**Exercise instructions:** The lines from the one containing "# indicate each instance with a single pin" through the last one in the data: please copy those exactly, and only those, without the pictures.

**Source data:**

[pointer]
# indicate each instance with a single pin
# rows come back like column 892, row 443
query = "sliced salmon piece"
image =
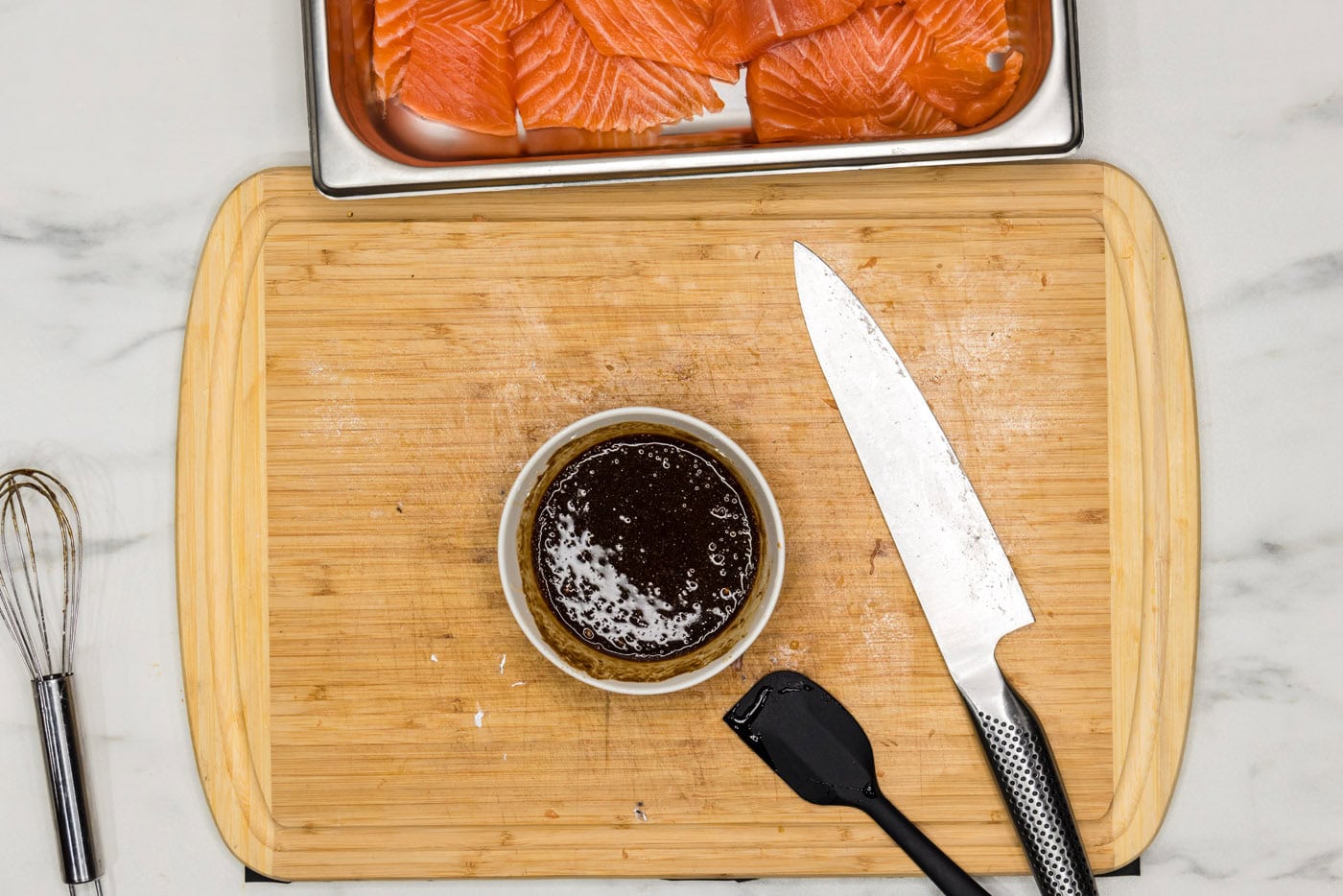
column 959, row 80
column 962, row 86
column 393, row 20
column 513, row 13
column 742, row 30
column 660, row 30
column 459, row 70
column 956, row 24
column 845, row 83
column 563, row 81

**Exercise result:**
# indicate each instance with a single pin
# rows come back like column 892, row 443
query = "sliced salmon piece"
image =
column 959, row 80
column 962, row 86
column 393, row 20
column 513, row 13
column 742, row 30
column 660, row 30
column 459, row 70
column 956, row 24
column 845, row 83
column 563, row 81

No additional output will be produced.